▸ **Task 1**
Answer these questions about the LCM explanation below:
(a) What difficulty level is it given?
(b) What correct answer does it state?
(c) What prime factorization does it give for 36?

▸ **Document passage**
* BEGIN *

Difficulty: Easy
Correct Answer: 360
Explanation:
Introduction / Context:
The question is about finding the least common multiple (LCM) of three integers: 24, 36, and 40. LCM problems test understanding of prime factorization, common multiples, and the idea of the smallest positive number that each given integer can divide without leaving a remainder.
Given Data / Assumptions:
Concept / Approach:
To find the LCM of several integers, we use prime factorization. Each number is written as a product of primes raised to powers. For LCM, we take each prime that appears in any of the factorizations and use the highest power of that prime. Multiplying these highest powers gives the required LCM. This ensures the result is divisible by all the original numbers and is the smallest such common multiple.
Step-by-Step Solution:
24 = 2^3 * 3
36 = 2^2 * 3^2
40 = 2^3 * 5
For prime 2, highest power is 2^3.

* END *

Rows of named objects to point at

* BEGIN *

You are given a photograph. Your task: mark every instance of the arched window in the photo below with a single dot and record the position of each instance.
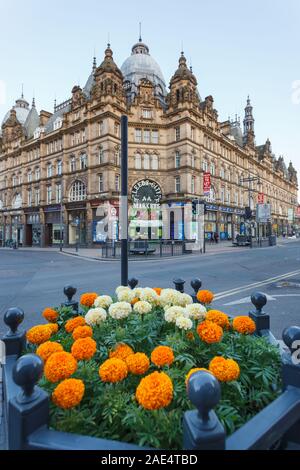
(154, 163)
(77, 191)
(138, 161)
(146, 162)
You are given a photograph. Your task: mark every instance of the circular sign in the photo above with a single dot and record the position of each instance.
(146, 194)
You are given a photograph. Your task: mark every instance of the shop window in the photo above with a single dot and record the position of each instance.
(154, 162)
(77, 191)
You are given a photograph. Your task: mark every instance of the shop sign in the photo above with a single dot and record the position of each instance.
(261, 198)
(263, 213)
(206, 184)
(146, 194)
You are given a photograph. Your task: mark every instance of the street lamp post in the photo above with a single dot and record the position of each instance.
(124, 201)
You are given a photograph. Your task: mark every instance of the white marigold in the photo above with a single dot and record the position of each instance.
(184, 323)
(103, 301)
(122, 288)
(137, 292)
(184, 300)
(196, 312)
(169, 297)
(149, 295)
(142, 307)
(95, 316)
(173, 313)
(120, 310)
(125, 296)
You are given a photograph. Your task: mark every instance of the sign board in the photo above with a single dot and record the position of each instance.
(206, 184)
(291, 215)
(146, 194)
(261, 198)
(263, 213)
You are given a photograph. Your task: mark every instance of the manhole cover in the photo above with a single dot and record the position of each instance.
(287, 284)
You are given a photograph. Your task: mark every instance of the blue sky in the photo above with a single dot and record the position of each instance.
(236, 48)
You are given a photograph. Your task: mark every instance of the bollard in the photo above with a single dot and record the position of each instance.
(133, 282)
(29, 410)
(196, 285)
(69, 292)
(179, 285)
(261, 319)
(202, 429)
(14, 339)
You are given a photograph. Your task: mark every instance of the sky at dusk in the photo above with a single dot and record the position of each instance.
(236, 48)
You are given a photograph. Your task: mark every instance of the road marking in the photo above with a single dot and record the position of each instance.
(247, 300)
(240, 289)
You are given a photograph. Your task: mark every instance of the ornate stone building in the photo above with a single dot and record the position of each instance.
(68, 162)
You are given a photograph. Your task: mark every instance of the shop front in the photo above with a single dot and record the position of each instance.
(33, 229)
(53, 226)
(77, 223)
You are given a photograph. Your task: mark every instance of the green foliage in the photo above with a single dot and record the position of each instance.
(111, 411)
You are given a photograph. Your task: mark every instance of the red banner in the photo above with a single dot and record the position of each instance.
(261, 198)
(206, 183)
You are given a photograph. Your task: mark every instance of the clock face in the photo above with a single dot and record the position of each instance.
(146, 194)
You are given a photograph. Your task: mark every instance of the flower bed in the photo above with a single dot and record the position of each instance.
(120, 369)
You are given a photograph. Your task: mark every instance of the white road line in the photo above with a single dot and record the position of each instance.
(237, 290)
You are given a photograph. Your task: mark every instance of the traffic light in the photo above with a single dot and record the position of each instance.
(194, 207)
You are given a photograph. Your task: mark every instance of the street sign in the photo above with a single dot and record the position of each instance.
(263, 213)
(261, 198)
(206, 183)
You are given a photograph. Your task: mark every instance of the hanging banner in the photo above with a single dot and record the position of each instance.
(261, 198)
(206, 184)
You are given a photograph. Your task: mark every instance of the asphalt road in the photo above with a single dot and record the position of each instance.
(34, 280)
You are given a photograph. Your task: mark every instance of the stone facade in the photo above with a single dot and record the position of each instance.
(174, 137)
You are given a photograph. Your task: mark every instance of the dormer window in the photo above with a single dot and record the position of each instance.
(57, 123)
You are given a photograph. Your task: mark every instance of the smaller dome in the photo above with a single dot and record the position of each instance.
(108, 65)
(22, 110)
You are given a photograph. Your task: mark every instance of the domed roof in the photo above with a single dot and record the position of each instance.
(142, 65)
(22, 110)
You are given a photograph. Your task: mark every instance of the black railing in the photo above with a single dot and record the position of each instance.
(26, 405)
(148, 248)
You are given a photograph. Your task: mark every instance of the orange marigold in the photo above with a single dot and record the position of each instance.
(157, 290)
(244, 325)
(68, 393)
(50, 315)
(225, 370)
(39, 334)
(162, 356)
(155, 391)
(53, 327)
(88, 299)
(192, 371)
(121, 351)
(113, 370)
(218, 317)
(190, 336)
(45, 350)
(138, 364)
(209, 332)
(74, 323)
(60, 366)
(82, 332)
(84, 349)
(205, 297)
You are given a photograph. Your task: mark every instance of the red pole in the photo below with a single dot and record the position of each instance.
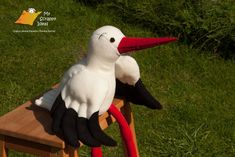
(125, 131)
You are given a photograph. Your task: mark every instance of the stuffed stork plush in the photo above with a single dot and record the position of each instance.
(87, 89)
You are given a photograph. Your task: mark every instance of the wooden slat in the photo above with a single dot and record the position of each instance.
(3, 149)
(27, 147)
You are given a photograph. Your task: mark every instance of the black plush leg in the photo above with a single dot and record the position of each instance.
(69, 123)
(84, 133)
(97, 132)
(57, 111)
(137, 94)
(146, 97)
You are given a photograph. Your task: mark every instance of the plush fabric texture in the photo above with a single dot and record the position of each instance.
(127, 70)
(137, 94)
(87, 89)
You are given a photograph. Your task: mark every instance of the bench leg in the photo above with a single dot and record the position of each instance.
(127, 113)
(3, 149)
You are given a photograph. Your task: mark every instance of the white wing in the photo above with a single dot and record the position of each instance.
(48, 98)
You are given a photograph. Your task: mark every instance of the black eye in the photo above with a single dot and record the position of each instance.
(112, 40)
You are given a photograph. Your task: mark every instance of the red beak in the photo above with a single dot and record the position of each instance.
(132, 44)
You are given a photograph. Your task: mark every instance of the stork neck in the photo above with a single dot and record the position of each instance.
(100, 65)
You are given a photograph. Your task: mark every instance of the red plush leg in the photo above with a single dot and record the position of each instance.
(125, 131)
(96, 152)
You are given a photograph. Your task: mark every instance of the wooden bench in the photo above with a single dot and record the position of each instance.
(28, 129)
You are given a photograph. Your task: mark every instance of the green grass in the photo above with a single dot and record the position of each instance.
(196, 89)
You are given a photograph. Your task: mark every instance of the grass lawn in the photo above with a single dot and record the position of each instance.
(196, 89)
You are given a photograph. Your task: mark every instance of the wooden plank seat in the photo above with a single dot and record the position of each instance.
(28, 129)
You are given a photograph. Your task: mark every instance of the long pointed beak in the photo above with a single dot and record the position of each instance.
(128, 44)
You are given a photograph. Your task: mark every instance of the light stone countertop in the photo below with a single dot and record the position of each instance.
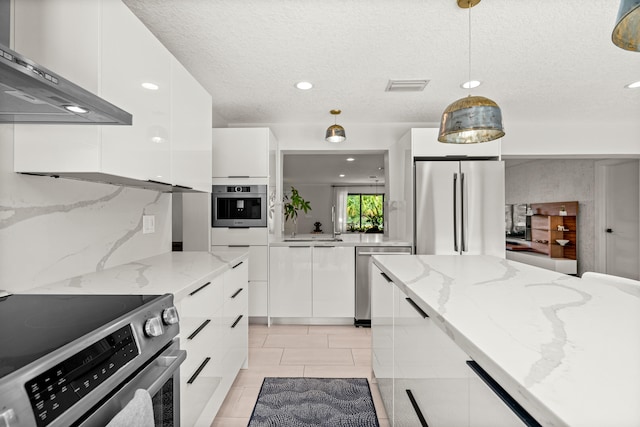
(348, 239)
(567, 349)
(171, 272)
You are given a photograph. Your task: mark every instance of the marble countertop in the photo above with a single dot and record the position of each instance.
(567, 349)
(171, 272)
(348, 239)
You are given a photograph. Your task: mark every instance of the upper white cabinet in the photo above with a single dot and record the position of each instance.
(190, 130)
(241, 152)
(102, 46)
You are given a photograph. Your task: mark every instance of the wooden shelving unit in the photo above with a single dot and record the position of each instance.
(547, 226)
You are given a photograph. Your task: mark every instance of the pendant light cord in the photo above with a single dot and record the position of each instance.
(469, 49)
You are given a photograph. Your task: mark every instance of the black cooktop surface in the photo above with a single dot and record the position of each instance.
(32, 326)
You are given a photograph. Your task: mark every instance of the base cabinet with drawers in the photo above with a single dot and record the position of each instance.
(214, 331)
(425, 379)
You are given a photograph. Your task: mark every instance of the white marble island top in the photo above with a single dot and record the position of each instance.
(567, 349)
(171, 272)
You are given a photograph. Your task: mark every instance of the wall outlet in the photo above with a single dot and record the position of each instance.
(148, 224)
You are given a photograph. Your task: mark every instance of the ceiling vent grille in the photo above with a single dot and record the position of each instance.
(406, 85)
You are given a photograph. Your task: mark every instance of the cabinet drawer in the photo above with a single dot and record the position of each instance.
(203, 299)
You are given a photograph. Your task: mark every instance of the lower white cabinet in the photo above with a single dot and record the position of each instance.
(214, 331)
(333, 279)
(423, 376)
(290, 285)
(312, 281)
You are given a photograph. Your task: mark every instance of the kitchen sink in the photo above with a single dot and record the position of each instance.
(313, 239)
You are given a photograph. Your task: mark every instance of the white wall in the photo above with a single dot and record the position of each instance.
(53, 229)
(555, 180)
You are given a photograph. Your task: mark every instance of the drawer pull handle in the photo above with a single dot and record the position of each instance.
(200, 328)
(386, 277)
(236, 322)
(199, 289)
(511, 403)
(418, 309)
(197, 372)
(416, 408)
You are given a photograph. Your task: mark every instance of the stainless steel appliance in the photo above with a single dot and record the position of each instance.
(239, 206)
(78, 359)
(459, 207)
(363, 285)
(31, 93)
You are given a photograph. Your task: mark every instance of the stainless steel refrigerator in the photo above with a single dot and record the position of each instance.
(459, 207)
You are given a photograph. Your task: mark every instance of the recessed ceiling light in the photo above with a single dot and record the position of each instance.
(76, 109)
(470, 84)
(304, 85)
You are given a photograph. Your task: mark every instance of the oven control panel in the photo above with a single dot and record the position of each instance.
(60, 387)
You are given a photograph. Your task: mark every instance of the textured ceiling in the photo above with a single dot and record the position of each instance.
(544, 60)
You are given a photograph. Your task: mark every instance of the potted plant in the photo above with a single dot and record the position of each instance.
(292, 205)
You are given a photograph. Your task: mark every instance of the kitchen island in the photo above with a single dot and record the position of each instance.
(566, 349)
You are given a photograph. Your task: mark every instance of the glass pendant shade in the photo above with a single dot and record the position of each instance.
(335, 133)
(471, 120)
(626, 33)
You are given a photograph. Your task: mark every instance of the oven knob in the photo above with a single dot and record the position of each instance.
(153, 327)
(7, 417)
(170, 316)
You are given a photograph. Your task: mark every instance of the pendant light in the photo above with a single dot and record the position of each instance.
(472, 119)
(335, 132)
(626, 33)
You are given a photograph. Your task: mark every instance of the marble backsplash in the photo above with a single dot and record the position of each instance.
(52, 229)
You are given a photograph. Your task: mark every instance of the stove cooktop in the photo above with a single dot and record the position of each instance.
(32, 326)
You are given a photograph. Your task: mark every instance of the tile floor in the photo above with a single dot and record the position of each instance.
(298, 351)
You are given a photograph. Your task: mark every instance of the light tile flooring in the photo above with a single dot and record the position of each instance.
(298, 351)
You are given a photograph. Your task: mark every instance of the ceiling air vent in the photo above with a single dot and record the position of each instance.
(406, 85)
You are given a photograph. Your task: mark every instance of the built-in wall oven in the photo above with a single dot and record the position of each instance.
(81, 360)
(239, 206)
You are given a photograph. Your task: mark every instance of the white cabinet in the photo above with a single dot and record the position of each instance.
(333, 281)
(290, 286)
(190, 130)
(308, 282)
(121, 55)
(241, 152)
(214, 331)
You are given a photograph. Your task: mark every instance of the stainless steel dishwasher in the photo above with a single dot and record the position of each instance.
(363, 286)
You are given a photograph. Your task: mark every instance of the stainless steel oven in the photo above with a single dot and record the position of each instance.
(78, 360)
(239, 206)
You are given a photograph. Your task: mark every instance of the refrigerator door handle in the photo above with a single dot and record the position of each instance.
(455, 208)
(463, 226)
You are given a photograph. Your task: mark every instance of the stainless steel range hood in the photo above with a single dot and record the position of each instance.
(30, 93)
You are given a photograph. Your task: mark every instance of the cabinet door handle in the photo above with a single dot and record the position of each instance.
(197, 372)
(511, 403)
(200, 328)
(418, 309)
(237, 320)
(416, 408)
(199, 289)
(386, 277)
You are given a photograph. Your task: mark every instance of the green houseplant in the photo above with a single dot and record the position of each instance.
(292, 205)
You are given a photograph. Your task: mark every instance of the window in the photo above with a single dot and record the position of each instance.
(365, 212)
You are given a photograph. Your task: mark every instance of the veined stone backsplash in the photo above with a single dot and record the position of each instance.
(52, 229)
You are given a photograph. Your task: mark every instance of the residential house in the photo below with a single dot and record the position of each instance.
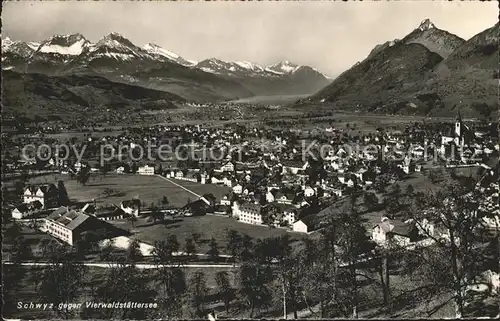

* END *

▸ **Task 2**
Identify every row above that contains the word "stork", and copy each of those rows.

▸ **Task solution 1**
(a) Easy
(b) 360
(c) 2^2 * 3^2

▸ **Task solution 2**
You are given a photograph. Your task: mark every instance of the stuffed stork plush in the photo above with a single dot and record the position of each instance.
You are given a photograph. Your task: mark every instance of the stork neck in the photo above with a single dot and record the position of each instance.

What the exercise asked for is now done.